(Object point labels)
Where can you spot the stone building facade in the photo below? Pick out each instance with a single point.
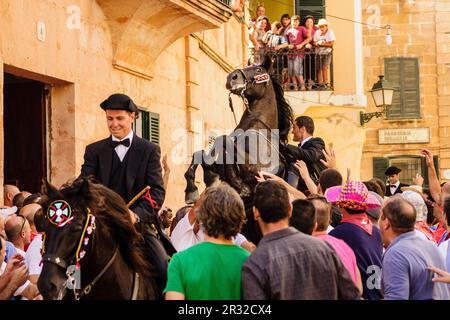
(60, 59)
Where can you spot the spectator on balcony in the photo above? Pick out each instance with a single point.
(310, 58)
(286, 23)
(257, 46)
(298, 37)
(273, 38)
(260, 12)
(324, 41)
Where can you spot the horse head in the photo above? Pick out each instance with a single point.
(87, 230)
(62, 219)
(252, 81)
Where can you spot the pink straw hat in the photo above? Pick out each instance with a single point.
(353, 195)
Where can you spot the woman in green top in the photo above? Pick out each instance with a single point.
(211, 270)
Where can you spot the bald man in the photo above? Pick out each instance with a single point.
(20, 198)
(9, 191)
(28, 212)
(18, 231)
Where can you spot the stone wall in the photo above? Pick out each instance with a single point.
(78, 63)
(418, 30)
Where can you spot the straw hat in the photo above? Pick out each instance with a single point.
(353, 195)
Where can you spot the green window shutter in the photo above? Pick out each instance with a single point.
(411, 93)
(424, 173)
(315, 8)
(154, 127)
(403, 75)
(379, 167)
(145, 125)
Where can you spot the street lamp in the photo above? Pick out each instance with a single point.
(382, 96)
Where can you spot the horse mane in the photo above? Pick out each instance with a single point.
(111, 211)
(285, 113)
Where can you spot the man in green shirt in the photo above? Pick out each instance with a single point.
(211, 270)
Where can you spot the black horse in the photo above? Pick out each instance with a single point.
(91, 249)
(262, 130)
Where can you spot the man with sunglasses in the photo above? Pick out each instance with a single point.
(18, 231)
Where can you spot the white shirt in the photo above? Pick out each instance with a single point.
(443, 250)
(33, 256)
(304, 141)
(121, 150)
(183, 236)
(328, 36)
(21, 288)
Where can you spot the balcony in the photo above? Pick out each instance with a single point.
(142, 29)
(316, 68)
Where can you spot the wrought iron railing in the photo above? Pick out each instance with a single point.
(314, 65)
(227, 2)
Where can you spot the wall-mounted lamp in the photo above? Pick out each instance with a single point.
(382, 96)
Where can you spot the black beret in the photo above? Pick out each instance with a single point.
(119, 101)
(392, 170)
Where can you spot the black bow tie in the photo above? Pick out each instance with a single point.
(125, 142)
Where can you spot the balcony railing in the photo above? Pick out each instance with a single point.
(314, 65)
(227, 2)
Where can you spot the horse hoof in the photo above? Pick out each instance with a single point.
(191, 197)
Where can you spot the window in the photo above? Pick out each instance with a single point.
(147, 126)
(410, 165)
(403, 74)
(315, 8)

## What needs to be done
From the line containing "Where can you spot the wrought" down to the final line of the data, write out every line exactly; both the first and last of these belong in your answer, and nothing else does.

## Expected answer
Where can you spot the wrought iron railing in the photo above? Pick out each instance with a single point.
(314, 65)
(227, 2)
Where can you spot the wall-mounted lamp in the photo above? Pick out each instance with a single point.
(382, 96)
Where can you spot the black beret in the photo above? Pick out each instance with a single point.
(119, 101)
(392, 170)
Where can you spot the black bow tie in the photo above? Pick out each instance with a single point.
(125, 142)
Where can you spot the balcony railing in the photo above? Pick out each instance with a single point.
(314, 65)
(227, 2)
Where can you spot the horse hoof in the photo above? Pick out each instance with a single point.
(191, 197)
Where can you spot the window in the photo above? Pick out each instance with a single point.
(147, 126)
(410, 165)
(403, 74)
(315, 8)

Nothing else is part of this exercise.